BEGIN Material to process

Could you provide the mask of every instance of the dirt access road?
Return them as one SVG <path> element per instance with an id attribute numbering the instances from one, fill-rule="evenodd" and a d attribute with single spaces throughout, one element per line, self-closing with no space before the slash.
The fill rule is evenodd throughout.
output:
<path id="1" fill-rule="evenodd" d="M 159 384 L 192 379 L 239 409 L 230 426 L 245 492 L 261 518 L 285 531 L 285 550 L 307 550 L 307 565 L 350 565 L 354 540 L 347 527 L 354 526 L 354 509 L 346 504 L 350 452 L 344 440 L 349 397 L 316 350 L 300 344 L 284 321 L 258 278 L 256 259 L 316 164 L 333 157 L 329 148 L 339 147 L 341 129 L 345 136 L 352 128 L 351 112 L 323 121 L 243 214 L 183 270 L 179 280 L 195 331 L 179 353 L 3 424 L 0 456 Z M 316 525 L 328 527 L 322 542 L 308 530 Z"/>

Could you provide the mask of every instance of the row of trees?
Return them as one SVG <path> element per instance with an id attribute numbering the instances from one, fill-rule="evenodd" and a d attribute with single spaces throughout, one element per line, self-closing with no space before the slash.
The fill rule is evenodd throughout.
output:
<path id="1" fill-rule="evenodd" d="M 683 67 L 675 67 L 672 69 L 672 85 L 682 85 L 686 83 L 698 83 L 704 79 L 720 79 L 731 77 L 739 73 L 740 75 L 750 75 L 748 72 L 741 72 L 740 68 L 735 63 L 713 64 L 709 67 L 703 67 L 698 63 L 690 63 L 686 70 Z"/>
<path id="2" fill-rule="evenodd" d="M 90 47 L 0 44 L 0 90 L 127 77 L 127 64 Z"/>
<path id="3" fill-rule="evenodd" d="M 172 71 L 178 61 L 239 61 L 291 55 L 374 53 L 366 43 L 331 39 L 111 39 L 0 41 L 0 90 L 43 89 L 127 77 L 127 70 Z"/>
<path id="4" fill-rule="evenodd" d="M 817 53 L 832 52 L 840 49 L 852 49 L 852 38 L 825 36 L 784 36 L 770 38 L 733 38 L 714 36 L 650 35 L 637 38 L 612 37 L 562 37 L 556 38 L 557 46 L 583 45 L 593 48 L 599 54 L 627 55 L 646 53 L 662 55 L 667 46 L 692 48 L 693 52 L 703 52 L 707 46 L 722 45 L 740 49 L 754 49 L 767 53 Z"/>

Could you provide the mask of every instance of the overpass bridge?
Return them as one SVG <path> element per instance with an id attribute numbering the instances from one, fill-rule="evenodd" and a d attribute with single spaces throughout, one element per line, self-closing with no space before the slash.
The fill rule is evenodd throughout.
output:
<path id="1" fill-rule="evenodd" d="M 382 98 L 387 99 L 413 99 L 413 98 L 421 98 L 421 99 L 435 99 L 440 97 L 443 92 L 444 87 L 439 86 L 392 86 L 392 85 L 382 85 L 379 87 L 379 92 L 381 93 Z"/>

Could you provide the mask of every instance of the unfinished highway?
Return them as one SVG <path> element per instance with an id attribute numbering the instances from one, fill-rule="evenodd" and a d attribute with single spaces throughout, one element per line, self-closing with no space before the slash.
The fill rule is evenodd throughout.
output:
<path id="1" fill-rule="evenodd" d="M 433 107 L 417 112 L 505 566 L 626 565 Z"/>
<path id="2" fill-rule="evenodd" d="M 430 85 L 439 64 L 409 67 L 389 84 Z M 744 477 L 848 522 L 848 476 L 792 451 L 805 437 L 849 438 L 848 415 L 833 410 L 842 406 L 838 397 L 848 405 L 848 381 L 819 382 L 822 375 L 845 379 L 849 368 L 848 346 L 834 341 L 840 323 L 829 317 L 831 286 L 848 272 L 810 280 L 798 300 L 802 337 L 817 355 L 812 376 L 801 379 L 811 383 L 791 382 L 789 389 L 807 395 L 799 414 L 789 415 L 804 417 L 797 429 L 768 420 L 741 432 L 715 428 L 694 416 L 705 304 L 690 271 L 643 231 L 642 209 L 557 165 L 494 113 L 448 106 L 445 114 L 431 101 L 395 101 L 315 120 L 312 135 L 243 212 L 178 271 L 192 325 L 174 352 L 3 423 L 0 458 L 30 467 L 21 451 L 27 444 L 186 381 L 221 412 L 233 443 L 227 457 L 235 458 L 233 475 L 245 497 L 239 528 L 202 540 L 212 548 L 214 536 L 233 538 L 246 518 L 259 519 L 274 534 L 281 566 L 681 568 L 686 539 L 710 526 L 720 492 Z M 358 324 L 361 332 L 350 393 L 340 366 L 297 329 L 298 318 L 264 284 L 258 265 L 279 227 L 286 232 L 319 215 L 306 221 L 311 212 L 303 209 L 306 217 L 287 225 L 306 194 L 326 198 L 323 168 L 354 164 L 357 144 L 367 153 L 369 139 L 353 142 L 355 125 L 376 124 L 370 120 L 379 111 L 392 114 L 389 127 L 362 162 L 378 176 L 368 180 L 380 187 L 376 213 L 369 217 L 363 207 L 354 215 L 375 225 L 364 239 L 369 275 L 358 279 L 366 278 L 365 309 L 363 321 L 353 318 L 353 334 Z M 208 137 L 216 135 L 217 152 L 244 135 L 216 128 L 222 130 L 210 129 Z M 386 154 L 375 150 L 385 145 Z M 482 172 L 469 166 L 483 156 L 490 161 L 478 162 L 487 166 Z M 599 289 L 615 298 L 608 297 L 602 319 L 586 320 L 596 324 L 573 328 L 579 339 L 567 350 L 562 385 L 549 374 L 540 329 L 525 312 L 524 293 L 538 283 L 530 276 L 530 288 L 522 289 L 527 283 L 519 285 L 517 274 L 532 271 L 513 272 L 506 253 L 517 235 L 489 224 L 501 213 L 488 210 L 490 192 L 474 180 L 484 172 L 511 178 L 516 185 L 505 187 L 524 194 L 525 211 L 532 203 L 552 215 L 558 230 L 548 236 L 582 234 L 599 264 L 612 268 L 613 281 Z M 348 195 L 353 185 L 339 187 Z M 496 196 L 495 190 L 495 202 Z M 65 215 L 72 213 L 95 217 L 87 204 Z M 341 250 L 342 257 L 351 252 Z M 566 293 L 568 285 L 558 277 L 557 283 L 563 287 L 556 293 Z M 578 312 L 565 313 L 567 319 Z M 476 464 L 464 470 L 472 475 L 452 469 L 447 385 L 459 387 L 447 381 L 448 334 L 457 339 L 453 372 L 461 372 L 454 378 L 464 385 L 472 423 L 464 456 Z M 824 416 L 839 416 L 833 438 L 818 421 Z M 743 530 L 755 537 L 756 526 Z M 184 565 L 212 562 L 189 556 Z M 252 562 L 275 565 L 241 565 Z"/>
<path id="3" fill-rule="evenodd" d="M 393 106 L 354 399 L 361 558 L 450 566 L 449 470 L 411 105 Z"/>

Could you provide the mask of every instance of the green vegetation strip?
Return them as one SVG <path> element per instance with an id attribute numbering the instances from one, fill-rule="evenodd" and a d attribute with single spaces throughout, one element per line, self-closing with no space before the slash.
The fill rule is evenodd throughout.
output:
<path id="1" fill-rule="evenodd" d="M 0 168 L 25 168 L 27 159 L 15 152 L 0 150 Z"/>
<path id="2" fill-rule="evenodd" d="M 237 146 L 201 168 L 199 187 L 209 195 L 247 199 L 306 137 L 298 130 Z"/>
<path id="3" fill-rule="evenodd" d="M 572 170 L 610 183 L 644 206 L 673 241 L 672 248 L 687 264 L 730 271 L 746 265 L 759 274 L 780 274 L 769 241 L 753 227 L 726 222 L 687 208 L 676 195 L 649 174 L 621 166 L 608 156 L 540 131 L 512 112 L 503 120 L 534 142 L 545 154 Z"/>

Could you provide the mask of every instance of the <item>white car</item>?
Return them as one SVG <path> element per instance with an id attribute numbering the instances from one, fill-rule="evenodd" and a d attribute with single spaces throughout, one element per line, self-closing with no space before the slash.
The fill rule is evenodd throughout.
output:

END Material to process

What to produce: In the entries above, locate every line with the word "Could" and copy it.

Answer to the exercise:
Could you provide the mask of every instance of the dirt access road?
Could you provide the mask of every instance of the row of trees?
Could you provide the mask of every instance of the overpass bridge?
Could you provide the mask of every instance of the unfinished highway?
Could you provide the mask of every instance of the green vegetation strip?
Could you provide the mask of every instance of the <item>white car</item>?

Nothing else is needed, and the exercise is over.